Crafting a Future
One way to escape from prison is to dig a tunnel through rock and soil with a purloined kitchen spoon, but what if all that energy and imagination went instead into creating lasting works of beauty?
When the prison gate closed behind Don Briere eight years ago, he stepped outside to a shattered life with “nothing, really.” After 17 years behind the NH State Prison walls in Concord, he had no job and no home, except for a bed at his uncle’s house.
Like most former inmates, his return to society would be littered with obstacles and — sadly — likely to fail. The recidivism rate for men released from the NH State Prison is 42 percent; nearly half will be behind bars again.
It’s a good bet, though, that Briere won’t be among them. He had an advantage that most don’t, an advantage that would help him overcome the obstacles. When his uncle picked him up at the prison, Briere had money in the bank. He would use it — and a donated lathe — to start a business now so successful that he recently expanded it.
He made the money in the prison woodworking shop, in a program called Hobbycraft. It’s only for a select, well-behaved few, about 120 inmates; if you get in trouble, you’re out. Briere was determined to stay in because he loved the work and he could earn decent money by selling what he made.

TO DO
1) Rewrite the paragraph of the article about Don Briere that begins "He made the money in the prison woodworking shop" as a short bulleted list that keeps its main facts.
2) According to the article about Don Briere, what percentage of men released from the NH State Prison return to prison?
3) Continue the article about Don Briere from the point where it ends.
Nothing in the material is needed for this work.

DATA
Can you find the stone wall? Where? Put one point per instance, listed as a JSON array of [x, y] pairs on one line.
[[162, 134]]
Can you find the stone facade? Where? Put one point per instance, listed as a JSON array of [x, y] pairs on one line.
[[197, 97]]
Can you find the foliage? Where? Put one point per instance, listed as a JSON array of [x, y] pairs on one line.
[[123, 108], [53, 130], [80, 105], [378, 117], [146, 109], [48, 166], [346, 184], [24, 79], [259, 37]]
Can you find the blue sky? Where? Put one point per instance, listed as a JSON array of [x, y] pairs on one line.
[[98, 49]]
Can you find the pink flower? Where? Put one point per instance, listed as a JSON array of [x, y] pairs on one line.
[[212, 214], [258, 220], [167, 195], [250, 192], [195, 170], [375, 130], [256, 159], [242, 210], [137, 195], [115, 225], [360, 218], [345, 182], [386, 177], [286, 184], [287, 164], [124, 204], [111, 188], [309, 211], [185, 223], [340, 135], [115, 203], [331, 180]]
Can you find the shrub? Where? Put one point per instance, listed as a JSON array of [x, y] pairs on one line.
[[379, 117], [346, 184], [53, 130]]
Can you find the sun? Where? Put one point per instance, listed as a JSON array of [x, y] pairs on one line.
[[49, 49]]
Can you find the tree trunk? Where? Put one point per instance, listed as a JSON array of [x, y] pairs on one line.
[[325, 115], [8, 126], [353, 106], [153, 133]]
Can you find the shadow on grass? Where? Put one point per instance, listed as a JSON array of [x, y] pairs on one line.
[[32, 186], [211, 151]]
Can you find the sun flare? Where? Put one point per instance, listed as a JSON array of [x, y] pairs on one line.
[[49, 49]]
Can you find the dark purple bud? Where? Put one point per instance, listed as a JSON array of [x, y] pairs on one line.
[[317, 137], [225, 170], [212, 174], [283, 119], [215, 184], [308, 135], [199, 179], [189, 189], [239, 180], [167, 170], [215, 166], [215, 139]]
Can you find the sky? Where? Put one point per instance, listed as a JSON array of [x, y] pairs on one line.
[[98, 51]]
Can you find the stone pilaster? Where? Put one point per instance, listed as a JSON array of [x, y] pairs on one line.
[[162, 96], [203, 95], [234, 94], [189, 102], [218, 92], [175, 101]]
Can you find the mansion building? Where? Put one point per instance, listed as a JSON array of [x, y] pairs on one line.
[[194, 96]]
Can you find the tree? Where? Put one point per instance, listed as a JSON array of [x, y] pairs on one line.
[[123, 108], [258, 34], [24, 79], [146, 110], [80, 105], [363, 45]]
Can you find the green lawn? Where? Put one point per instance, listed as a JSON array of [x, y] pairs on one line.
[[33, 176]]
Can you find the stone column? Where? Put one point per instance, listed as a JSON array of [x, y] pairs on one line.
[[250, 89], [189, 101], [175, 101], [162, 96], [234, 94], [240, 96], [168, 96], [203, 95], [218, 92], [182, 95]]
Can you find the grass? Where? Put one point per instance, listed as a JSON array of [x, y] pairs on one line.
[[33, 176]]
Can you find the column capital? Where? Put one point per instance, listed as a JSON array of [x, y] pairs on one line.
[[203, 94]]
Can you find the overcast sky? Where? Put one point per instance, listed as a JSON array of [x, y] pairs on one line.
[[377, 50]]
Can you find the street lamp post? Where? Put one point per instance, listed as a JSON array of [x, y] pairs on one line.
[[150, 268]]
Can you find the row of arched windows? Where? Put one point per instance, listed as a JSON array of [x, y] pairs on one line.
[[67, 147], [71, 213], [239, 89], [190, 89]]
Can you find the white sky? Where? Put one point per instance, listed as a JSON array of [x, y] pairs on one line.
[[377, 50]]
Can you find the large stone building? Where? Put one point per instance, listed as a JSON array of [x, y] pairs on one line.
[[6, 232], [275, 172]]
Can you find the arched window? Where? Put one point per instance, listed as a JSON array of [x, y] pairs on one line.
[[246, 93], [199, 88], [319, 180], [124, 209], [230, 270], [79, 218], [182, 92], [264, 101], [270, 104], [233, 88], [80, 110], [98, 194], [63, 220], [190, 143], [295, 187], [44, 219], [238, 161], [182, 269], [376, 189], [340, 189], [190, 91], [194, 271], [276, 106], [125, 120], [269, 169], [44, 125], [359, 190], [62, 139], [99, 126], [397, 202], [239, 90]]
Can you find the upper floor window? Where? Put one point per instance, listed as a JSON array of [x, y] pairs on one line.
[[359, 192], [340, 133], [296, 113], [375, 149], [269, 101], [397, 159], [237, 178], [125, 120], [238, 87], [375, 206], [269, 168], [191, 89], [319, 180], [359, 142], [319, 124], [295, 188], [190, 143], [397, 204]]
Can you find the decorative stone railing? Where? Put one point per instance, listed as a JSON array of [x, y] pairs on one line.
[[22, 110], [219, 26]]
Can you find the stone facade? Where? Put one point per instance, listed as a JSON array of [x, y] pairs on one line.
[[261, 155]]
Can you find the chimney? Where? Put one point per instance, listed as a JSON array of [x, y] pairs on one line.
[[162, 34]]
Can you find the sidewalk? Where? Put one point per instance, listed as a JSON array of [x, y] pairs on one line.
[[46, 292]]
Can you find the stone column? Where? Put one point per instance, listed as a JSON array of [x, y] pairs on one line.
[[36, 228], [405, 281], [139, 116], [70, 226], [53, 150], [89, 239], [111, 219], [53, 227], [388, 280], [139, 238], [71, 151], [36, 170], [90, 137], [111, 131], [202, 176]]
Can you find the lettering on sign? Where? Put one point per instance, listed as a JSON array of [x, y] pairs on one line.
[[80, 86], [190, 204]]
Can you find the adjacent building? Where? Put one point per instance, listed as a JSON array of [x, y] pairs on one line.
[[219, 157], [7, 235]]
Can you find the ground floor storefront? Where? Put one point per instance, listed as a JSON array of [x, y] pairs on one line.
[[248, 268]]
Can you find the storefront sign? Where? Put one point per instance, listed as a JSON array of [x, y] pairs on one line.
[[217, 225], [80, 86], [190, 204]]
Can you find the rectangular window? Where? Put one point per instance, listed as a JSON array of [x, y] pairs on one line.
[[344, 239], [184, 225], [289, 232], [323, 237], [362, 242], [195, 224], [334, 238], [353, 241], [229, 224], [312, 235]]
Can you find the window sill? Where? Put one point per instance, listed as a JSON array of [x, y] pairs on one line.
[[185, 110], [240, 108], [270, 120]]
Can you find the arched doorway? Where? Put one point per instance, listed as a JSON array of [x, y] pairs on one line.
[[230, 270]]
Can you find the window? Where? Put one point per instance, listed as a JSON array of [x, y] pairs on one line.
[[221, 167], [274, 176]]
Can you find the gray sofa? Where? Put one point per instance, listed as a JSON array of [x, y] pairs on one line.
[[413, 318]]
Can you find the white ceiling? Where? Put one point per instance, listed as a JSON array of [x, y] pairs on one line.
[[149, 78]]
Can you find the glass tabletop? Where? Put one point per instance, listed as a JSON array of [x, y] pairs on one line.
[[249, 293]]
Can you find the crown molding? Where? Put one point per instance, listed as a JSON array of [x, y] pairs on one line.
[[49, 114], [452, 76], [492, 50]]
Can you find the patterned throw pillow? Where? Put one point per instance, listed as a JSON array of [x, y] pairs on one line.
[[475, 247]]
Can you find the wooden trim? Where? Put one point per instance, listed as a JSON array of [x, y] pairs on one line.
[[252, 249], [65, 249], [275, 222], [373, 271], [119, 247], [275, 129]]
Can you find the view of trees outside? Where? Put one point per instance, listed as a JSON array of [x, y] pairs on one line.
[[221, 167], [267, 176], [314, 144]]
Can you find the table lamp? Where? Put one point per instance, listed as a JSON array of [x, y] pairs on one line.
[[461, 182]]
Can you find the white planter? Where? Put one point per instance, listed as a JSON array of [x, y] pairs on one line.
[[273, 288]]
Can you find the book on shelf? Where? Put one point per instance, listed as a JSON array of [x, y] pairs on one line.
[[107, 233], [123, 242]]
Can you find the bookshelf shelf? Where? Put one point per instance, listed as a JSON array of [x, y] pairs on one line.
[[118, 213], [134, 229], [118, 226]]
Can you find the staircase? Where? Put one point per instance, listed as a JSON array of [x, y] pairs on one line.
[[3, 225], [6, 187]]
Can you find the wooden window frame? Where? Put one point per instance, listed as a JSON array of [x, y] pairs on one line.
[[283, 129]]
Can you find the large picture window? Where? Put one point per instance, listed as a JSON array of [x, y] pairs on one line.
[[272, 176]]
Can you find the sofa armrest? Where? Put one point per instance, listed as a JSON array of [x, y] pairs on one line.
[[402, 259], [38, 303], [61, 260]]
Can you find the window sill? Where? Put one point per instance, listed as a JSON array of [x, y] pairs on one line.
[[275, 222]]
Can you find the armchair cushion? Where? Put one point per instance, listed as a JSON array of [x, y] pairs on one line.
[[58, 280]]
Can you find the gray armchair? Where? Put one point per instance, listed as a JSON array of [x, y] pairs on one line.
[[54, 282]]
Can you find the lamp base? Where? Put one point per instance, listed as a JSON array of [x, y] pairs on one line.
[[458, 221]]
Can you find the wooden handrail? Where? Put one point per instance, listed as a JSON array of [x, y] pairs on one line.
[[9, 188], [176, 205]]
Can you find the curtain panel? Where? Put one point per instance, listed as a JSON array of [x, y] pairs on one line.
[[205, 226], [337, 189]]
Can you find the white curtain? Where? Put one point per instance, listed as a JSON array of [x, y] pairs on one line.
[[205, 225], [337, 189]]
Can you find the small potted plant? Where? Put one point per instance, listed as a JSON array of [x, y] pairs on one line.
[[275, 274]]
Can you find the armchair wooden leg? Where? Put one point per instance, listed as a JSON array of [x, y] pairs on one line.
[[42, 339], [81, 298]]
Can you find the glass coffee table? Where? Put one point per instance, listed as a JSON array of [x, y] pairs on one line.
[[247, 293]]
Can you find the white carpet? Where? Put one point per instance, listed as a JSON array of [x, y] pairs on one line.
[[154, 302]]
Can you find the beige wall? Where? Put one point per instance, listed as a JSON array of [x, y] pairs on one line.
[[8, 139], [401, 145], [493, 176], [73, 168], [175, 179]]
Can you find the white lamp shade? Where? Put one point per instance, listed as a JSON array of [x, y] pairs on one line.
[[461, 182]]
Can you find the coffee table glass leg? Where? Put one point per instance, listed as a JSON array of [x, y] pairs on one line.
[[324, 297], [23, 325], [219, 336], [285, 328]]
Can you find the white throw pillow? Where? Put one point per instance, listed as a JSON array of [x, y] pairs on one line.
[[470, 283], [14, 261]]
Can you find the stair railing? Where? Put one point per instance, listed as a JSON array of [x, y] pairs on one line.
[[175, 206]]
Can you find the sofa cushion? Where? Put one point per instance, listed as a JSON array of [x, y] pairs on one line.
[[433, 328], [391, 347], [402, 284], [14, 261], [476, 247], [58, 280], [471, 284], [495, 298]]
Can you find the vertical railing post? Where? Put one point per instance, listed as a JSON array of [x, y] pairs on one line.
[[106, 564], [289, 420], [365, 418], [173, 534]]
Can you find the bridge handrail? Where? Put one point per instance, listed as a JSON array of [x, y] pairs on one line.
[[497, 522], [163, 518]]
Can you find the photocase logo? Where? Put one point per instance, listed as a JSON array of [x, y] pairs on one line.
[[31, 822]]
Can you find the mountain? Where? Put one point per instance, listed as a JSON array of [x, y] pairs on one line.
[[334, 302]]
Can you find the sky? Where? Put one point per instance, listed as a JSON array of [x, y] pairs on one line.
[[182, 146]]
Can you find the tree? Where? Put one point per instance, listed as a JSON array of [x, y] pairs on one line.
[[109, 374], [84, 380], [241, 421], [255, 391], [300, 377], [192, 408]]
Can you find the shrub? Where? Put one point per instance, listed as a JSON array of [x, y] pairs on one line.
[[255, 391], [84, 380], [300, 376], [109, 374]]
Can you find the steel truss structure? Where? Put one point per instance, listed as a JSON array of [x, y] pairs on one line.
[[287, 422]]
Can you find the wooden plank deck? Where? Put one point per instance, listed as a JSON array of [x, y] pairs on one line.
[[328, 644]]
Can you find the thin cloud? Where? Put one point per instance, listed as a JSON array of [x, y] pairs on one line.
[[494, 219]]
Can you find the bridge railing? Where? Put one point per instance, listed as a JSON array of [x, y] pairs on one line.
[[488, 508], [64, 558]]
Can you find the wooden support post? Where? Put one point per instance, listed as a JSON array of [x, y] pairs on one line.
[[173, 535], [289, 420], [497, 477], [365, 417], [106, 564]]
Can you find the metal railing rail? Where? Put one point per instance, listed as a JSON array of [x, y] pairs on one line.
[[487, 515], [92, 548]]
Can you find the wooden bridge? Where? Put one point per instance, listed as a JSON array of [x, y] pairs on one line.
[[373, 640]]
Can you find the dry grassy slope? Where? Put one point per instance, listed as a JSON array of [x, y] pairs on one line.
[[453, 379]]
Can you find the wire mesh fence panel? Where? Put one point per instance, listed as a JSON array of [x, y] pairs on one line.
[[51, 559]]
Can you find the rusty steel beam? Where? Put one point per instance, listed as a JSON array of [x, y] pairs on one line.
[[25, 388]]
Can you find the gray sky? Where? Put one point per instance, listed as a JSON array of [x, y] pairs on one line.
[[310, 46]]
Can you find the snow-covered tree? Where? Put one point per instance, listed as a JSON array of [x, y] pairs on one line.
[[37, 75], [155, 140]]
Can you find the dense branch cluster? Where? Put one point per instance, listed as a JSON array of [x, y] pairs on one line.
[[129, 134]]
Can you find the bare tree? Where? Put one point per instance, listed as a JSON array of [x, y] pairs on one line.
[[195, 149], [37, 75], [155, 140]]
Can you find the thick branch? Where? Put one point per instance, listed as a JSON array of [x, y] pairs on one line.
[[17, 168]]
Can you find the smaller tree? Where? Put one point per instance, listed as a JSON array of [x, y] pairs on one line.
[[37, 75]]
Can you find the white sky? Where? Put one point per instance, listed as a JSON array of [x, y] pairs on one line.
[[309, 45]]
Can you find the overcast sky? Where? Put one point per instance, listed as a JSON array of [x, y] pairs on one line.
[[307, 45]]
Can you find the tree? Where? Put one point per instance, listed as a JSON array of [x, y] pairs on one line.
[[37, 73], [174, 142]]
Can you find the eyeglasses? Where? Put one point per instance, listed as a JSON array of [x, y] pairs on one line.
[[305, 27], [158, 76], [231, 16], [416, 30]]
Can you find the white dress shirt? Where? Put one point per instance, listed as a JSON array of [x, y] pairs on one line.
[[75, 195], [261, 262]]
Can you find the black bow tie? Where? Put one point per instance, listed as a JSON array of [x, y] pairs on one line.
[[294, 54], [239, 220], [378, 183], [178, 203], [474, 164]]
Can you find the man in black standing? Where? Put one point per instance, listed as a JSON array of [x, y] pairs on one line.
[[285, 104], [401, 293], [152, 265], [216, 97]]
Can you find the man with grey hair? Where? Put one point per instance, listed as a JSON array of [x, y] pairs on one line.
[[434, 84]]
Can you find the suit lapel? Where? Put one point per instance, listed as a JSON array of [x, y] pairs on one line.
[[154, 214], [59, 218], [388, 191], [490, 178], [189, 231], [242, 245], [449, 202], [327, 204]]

IN RESPONSE
1)
- Briere earned his money in the prison woodworking shop through a program called Hobbycraft.
- The program is open only to a select, well-behaved group of about 120 inmates.
- An inmate who gets in trouble is removed from it.
- Briere worked to stay in because he loved the work and could earn decent money selling what he made.

2) 42 percent.

3)
“A friend taught me how to use a lathe, and I made a candy dish with it,” he says. “I sent it to my mother and she loved it.” He made another one and put it in the prison’s retail store. It sold right away. He made salad bowls, key chains, bird houses and other wooden items. They sold too.
His obvious talent would soon be noticed by someone who would help Briere reach heights he couldn’t have imagined.
Terry Moore, an award-winning furniture maker and one of the founders of the NH Furniture Masters Association, began mentoring inmates in the prison’s woodworking shop 15 years ago as part of the group’s volunteer prison outreach program, a program inspired by then-Superior Court Justice Kathleen McGuire.
At the prison, Moore connected with Briere and began to introduce him to the craft’s finer aspects: veneering, carving, dovetailing and more. Briere eventually gravitated to woodturning and his work became much more complex — like the chess pieces and a 19th-century chess table so remarkable they attracted the attention of local media.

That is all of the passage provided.